**Task brief**
Copy out every line in the rows below that contains the word "hair".
------ Input records ------
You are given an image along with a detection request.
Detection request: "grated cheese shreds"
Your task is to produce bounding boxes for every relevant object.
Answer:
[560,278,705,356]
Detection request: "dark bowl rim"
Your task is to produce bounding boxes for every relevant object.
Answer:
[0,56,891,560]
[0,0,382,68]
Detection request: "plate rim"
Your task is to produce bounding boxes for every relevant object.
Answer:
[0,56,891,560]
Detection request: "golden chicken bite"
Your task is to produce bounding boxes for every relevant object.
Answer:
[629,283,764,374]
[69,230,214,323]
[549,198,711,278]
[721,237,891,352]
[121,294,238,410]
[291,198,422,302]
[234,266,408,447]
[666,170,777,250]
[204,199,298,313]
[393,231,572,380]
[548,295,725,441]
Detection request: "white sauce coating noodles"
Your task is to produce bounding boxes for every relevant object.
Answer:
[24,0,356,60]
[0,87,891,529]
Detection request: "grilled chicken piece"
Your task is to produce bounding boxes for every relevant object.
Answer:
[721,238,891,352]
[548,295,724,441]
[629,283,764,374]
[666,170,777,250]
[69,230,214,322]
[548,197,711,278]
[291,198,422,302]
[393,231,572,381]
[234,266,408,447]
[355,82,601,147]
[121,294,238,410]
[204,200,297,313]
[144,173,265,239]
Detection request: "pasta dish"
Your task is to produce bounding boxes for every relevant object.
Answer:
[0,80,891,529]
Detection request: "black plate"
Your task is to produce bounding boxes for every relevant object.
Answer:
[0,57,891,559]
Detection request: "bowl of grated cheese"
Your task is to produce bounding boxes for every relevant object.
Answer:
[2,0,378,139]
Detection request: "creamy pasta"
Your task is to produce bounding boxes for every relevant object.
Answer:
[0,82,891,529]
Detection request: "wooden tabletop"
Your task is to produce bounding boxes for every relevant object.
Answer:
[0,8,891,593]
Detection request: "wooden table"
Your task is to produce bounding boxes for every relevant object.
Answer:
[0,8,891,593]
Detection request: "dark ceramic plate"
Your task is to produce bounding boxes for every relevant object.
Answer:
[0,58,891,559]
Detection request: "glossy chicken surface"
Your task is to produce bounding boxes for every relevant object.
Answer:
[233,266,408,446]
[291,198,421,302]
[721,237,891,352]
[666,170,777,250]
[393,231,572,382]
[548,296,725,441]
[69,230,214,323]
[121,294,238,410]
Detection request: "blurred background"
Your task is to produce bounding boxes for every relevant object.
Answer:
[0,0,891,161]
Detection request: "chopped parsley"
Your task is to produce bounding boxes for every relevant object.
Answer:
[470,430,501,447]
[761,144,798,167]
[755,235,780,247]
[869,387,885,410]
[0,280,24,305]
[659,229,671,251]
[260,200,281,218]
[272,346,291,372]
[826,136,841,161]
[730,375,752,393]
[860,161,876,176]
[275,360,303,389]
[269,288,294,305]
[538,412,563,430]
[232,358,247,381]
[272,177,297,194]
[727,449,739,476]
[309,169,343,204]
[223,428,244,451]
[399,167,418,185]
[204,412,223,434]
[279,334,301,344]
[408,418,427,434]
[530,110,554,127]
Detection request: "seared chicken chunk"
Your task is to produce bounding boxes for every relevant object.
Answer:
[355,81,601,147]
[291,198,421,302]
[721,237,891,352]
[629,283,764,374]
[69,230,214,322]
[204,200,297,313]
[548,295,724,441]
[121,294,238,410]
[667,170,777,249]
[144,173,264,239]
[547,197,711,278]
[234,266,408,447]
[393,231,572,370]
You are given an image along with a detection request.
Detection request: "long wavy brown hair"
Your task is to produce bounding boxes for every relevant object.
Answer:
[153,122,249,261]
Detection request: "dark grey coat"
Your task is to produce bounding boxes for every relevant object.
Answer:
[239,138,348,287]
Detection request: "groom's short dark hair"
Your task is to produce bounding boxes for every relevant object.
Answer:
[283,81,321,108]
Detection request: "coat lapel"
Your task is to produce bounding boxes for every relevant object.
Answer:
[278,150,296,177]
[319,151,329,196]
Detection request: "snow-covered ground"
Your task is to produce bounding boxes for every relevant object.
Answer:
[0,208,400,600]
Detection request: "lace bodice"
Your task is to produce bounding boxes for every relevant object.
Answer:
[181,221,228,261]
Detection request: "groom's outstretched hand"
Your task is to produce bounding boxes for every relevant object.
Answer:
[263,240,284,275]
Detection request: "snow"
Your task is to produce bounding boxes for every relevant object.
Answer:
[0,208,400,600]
------
**Answer for this exercise**
Detection request: "long wavy brown hair"
Detection request: "groom's short dark hair"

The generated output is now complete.